# To do
Give back exactly the lines of the data below, starting with the line that has "Exercise. Point out each instance of the cap" and going on through the line that has "Exercise. Point out each instance of the beige".
START Material provided
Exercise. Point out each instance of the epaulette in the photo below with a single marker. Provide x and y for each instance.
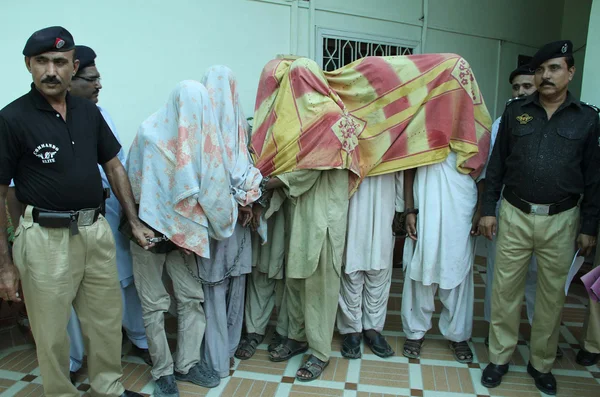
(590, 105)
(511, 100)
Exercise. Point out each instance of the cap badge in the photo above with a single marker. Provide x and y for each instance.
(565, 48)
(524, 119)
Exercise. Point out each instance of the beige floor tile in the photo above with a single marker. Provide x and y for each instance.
END Material provided
START Material provided
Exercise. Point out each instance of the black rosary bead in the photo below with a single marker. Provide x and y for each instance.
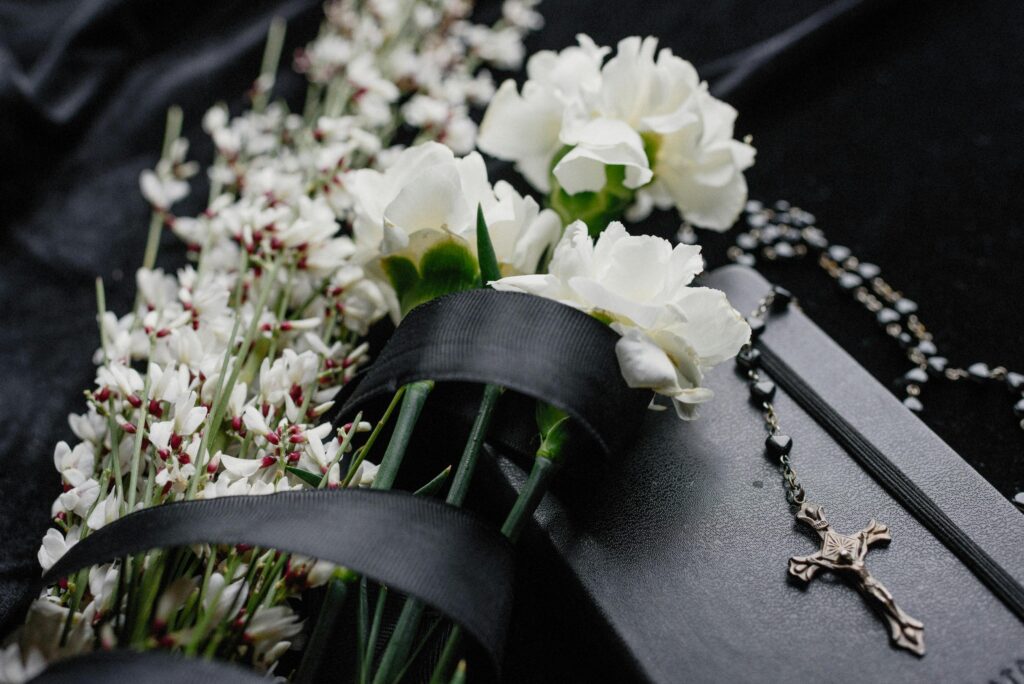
END Material provided
START Material provided
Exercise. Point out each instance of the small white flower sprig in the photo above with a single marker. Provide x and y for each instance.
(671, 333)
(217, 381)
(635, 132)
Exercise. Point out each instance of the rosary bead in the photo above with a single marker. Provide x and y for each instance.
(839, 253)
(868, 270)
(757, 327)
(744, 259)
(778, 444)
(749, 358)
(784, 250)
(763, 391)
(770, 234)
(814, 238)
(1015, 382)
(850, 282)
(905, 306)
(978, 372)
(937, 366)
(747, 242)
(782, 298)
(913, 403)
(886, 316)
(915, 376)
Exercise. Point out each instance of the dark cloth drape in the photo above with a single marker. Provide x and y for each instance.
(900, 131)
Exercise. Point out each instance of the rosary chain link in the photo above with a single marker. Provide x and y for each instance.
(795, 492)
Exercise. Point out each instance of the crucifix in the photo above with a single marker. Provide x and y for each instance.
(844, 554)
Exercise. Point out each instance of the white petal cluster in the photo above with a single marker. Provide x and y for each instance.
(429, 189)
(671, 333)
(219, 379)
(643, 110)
END Material provided
# Response below
Exercise. Point out each instance of the cap badge in the photo above with a single marker. Provide x and y for each instance.
(565, 48)
(524, 119)
Exercise. Point out each instance of the beige floor tile in the photo above with a single marker. Provide x and y for each instance.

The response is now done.